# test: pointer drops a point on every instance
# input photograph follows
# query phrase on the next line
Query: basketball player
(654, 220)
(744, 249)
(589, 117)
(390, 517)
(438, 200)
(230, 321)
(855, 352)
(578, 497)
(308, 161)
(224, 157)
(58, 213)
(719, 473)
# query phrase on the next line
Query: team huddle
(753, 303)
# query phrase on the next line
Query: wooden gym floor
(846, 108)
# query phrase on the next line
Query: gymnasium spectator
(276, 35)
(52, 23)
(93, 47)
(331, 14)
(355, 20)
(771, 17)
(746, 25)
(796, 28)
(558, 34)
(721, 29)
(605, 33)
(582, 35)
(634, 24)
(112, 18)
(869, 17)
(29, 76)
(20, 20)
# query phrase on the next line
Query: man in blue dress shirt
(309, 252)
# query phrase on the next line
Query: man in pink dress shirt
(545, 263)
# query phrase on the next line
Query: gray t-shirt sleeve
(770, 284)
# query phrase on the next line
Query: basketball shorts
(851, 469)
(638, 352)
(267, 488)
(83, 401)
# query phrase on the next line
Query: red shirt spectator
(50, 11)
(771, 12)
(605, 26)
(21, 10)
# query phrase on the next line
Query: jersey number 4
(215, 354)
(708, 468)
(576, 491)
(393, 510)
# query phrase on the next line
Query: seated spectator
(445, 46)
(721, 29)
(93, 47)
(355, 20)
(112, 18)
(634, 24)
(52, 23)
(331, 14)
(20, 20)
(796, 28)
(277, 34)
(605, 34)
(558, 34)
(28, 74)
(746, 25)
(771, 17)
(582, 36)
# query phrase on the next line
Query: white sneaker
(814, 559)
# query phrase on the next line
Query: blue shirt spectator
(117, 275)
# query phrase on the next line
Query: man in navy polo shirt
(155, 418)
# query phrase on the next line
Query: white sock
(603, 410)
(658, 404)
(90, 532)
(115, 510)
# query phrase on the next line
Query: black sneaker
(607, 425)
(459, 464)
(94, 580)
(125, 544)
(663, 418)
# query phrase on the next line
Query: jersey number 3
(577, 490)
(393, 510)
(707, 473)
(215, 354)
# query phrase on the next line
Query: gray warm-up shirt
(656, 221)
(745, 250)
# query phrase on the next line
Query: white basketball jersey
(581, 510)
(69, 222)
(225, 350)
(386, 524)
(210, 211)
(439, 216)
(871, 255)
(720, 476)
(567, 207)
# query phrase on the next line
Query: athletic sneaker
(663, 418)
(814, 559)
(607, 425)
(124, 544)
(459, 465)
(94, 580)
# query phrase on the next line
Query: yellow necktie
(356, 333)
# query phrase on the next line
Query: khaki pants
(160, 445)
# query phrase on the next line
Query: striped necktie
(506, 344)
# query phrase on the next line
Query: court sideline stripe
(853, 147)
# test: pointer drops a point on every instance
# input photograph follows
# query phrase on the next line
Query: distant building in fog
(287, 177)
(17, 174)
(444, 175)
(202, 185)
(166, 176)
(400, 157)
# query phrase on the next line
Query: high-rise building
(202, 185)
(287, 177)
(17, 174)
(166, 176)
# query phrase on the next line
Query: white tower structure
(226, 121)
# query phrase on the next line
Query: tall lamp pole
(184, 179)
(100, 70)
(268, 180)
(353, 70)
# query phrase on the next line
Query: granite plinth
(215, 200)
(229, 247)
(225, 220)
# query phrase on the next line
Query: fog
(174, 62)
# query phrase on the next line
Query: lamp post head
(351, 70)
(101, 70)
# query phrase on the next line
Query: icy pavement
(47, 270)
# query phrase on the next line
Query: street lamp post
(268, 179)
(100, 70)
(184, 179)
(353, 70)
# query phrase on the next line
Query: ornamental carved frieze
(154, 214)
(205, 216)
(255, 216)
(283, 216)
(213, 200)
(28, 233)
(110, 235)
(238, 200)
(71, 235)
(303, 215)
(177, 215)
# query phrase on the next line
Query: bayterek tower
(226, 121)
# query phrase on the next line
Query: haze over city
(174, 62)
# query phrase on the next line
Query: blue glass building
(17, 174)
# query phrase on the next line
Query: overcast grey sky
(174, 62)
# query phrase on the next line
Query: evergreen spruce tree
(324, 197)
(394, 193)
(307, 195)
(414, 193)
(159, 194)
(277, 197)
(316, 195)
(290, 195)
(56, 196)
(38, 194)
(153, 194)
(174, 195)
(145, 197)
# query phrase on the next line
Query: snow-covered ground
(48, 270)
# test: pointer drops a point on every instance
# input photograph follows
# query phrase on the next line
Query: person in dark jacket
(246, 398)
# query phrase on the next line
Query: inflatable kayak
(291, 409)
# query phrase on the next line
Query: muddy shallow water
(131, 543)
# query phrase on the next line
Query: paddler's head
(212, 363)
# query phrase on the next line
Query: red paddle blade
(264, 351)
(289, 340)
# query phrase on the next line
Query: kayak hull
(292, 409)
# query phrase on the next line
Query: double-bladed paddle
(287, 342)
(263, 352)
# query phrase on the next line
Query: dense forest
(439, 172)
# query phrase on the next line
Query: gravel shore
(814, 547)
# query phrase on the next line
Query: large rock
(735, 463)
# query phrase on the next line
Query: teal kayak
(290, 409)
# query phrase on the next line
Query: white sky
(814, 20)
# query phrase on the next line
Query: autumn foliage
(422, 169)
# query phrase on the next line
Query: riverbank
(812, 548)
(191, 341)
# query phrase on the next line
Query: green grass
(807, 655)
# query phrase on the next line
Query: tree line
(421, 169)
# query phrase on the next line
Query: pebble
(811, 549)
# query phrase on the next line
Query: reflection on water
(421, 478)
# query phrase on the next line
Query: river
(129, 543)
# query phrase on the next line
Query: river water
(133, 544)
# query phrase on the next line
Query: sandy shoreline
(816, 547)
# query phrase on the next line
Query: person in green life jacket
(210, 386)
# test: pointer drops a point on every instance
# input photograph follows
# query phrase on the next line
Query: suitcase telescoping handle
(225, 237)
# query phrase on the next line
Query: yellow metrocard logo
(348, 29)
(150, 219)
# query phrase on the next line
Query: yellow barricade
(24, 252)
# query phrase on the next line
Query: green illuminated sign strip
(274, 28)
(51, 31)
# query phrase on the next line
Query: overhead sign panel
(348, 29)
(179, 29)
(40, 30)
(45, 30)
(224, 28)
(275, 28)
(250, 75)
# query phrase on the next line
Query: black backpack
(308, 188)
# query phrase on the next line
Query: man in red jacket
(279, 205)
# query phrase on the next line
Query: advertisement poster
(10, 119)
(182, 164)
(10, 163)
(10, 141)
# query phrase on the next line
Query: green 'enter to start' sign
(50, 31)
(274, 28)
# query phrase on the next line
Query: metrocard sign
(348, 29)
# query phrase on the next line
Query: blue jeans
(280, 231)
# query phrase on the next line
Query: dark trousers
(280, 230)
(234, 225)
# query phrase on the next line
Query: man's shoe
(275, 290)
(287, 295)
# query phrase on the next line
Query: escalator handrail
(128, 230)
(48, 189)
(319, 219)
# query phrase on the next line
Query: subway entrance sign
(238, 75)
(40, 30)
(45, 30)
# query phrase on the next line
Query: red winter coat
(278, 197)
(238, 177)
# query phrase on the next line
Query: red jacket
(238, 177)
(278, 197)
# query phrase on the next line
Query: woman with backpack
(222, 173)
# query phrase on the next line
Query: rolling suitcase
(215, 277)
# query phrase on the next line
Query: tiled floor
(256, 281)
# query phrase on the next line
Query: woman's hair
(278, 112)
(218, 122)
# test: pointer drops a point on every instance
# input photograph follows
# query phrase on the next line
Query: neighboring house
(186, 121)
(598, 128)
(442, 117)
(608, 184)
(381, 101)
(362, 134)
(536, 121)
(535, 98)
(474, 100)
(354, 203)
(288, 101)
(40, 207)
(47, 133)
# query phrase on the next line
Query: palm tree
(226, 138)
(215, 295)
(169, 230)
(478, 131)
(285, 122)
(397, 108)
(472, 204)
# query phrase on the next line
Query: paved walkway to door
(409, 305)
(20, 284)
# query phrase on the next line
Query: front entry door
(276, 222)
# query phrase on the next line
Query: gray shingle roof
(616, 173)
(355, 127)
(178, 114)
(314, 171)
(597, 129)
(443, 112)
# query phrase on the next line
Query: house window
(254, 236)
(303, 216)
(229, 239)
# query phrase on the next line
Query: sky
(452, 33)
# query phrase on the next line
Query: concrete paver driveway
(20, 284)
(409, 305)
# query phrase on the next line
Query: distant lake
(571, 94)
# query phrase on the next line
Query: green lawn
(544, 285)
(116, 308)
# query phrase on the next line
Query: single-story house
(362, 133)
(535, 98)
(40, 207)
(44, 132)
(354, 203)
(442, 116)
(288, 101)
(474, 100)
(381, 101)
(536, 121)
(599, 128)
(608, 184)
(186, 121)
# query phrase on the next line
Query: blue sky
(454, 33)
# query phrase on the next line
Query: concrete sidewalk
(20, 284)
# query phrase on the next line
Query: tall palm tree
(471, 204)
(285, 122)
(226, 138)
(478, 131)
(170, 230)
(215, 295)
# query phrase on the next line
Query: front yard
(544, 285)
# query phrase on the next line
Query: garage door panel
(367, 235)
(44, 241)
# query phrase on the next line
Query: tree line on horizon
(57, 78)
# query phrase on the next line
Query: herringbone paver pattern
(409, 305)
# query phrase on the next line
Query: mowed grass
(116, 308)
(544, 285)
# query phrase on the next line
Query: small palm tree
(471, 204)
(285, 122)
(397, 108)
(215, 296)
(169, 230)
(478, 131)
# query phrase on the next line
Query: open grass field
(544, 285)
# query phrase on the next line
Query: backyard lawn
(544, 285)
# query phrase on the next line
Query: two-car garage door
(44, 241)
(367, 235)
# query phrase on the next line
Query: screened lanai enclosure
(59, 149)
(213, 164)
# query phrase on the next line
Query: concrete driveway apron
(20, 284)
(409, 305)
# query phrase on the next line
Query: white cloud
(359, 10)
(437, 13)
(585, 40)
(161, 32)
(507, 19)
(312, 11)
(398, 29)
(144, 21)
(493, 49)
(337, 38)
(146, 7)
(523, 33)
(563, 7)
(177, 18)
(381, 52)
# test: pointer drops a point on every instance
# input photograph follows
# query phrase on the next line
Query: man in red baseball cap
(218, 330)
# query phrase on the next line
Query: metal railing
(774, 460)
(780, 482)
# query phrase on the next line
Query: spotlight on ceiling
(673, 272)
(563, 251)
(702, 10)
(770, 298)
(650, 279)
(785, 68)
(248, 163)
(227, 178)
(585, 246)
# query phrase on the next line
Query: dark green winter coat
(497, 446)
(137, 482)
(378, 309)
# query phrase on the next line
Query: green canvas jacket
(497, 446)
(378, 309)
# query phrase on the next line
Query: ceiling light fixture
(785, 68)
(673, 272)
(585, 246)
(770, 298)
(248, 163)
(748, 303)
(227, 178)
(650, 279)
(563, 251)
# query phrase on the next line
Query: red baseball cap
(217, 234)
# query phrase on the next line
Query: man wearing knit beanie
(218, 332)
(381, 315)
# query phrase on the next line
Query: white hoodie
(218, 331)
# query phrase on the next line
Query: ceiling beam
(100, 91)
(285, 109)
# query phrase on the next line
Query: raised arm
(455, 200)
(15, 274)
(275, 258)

### DIRECTIONS
Gather every line in the items above that contains the string "person", and copy each one out in full.

### EXERCISE ANSWER
Query: person in dark jacket
Query: person in green life jacket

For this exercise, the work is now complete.